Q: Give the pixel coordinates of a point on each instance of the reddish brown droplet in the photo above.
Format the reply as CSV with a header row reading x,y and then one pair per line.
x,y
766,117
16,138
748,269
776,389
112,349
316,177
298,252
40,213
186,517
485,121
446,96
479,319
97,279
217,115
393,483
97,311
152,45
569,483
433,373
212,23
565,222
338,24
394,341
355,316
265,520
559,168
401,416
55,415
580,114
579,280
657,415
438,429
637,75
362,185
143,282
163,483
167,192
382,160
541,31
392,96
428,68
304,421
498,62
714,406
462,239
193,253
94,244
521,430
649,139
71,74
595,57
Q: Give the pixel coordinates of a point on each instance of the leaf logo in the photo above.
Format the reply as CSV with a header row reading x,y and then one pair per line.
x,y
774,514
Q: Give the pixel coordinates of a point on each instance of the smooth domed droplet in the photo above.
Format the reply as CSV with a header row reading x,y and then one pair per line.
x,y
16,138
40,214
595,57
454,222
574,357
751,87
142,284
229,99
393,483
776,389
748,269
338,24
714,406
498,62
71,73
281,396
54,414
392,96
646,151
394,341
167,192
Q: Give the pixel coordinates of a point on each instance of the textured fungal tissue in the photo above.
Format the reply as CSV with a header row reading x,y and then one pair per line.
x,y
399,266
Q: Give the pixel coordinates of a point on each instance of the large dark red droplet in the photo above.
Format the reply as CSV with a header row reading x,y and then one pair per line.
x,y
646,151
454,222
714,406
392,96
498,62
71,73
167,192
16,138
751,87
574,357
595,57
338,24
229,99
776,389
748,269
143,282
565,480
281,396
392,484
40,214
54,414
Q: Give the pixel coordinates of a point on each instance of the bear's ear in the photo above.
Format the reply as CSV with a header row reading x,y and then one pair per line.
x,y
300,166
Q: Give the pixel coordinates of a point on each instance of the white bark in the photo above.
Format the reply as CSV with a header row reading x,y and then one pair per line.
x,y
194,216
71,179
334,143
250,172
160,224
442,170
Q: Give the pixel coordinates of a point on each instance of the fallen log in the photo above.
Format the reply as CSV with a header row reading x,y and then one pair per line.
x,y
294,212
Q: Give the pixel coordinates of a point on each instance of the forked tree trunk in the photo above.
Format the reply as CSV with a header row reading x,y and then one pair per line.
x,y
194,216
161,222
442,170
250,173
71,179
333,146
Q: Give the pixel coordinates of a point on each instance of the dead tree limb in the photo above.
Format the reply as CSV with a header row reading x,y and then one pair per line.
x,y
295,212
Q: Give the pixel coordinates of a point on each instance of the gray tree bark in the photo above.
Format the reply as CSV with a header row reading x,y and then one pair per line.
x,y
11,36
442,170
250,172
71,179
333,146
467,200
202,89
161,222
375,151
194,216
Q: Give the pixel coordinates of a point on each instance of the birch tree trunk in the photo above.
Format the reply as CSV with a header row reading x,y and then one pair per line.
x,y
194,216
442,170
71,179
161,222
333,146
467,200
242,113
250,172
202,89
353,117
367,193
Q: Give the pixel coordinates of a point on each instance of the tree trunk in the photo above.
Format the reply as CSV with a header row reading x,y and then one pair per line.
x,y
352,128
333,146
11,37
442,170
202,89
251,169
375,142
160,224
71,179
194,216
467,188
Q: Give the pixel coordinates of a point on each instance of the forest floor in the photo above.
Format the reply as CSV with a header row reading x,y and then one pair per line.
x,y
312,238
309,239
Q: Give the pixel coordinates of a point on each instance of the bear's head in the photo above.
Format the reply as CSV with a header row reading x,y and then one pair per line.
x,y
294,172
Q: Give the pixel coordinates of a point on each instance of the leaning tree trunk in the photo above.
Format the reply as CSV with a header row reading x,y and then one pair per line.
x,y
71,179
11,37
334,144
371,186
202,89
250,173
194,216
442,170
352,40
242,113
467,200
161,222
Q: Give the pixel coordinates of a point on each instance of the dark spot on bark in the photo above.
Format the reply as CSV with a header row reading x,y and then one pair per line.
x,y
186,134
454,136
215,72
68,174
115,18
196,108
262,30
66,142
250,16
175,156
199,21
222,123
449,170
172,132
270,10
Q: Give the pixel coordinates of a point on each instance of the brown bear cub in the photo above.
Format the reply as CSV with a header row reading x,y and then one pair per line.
***
-- Set problem --
Reproduce the whole listing above word for word, from its first line to its last.

-- Full response --
Q: Give the pixel coordinates of a point on each instance of the reddish brown droplet in the photo above.
Format the reply as CSV with a header row reading x,y and then one pair per line.
x,y
766,117
16,138
748,269
776,389
112,349
316,177
298,252
40,213
186,517
485,121
446,96
479,319
97,279
217,115
393,483
97,311
152,45
569,483
433,373
212,23
565,222
338,24
394,341
355,316
265,520
559,168
401,416
55,415
580,114
579,280
657,415
438,429
637,75
362,185
143,282
163,483
167,192
382,160
541,31
392,96
428,68
304,421
498,62
714,406
462,239
193,253
94,244
521,430
649,139
71,74
595,57
Q: Give the pixel coordinates of a point on each instance of the leaf logo in the photo above.
Format the reply as CSV with a header row reading x,y and then one pair per line.
x,y
774,514
Q: Give the pixel coordinates of a point on each instance of the smooth domed droplet in the photo above.
Format the reply as CSV with a header row reading x,y and then one pair per line.
x,y
16,138
40,214
595,57
454,222
574,357
751,87
142,284
229,99
393,483
776,389
748,269
338,24
714,406
498,62
71,73
281,396
54,414
392,96
646,151
394,341
167,192
Q: Give the pixel coordinates of a point on each instance of the textured fungal tissue in the photo above.
Format the reply as CSV with a header row reading x,y and then one pair per line.
x,y
399,266
Q: Give the pixel coordinates of a point on each instance of the large dark red droplet in the photo above.
Format the reply as CSV with a header row reading x,y and then one pair per line.
x,y
646,151
454,222
714,406
392,96
498,62
71,73
167,192
16,138
751,87
574,357
595,57
338,24
229,99
776,389
748,269
143,282
565,480
281,396
392,484
40,214
54,414
Q: Give the pixel coordinates of a point on each instance of the bear's ear in the photo above.
Format the reply as CSV with a header row reading x,y and then one pair per line.
x,y
300,166
Q: Give the pixel coordinates of a point on each instance of the white bark in the photo above.
Format the reply as CSV with a header row reading x,y and then one pair per line.
x,y
194,216
71,179
334,143
250,172
160,224
442,170
Q: Give the pixel coordinates of a point on each instance of the fallen log in the photo above.
Format the reply as CSV with a header row reading x,y and then one pair per line.
x,y
294,212
Q: Give the pixel coordinates of a point on each instance of the forked tree trunk in the photo above.
Format the reply as CSV with a header row reading x,y and then one pair per line.
x,y
194,216
161,222
442,170
250,173
71,179
333,146
Q: Give the pixel coordinates of a point on each instance of the dead tree limb in the photo above.
Format the reply as CSV with a header row reading x,y and then one pair per line.
x,y
295,212
Q: Give the pixel coordinates of a point on each instance of the gray tree bark in the photo above.
Format the reply as CSV with a header row reading x,y and then one pair per line.
x,y
11,36
442,170
250,172
71,179
333,146
467,200
202,89
161,222
375,151
194,216
Q: Give the pixel coordinates of a point on each instance of the birch tree trunk in the photo above.
Format the reply as CSV with a header row reading x,y and then one pair per line.
x,y
194,216
442,170
71,179
161,222
333,146
467,200
242,113
250,172
202,89
353,117
367,193
Q: Give the pixel coordinates of a point on each instance of the tree trunk in the photo above.
Format the reply as CSV with a header row reading x,y and then one pair per line.
x,y
352,128
333,146
11,37
442,170
202,89
251,169
375,142
160,224
71,179
194,216
467,188
Q: Give the pixel coordinates of a point on each instance of the forest floor in the photo above.
Format the reply as CSV with a header row reading x,y and then one pair per line.
x,y
312,238
309,239
Q: Give the pixel coordinates of a point on each instance of the bear's head in the photo above.
Format the reply as CSV with a header row reading x,y and then one pair per line.
x,y
294,172
Q: Give the pixel coordinates of a point on each instance of the leaning tree trunk in the photo above.
Format the reply as CSV with a header row reading x,y and then one pair per line.
x,y
71,179
11,37
334,144
371,186
202,89
250,173
194,216
442,170
352,40
242,113
467,200
161,222
Q: Give the pixel coordinates of a point on each instance of the dark spot on bark in the photo above.
Format the reply as CSV with a header row reading x,y and then one pair per line.
x,y
186,134
454,136
215,72
68,174
115,18
196,108
262,30
66,142
250,16
175,156
199,21
222,123
449,170
172,132
270,10
Q: Give the pixel coordinates of a point on each instance of the brown bear cub in the photo above.
Format the reply as CSV with a header row reading x,y and then one pair per line.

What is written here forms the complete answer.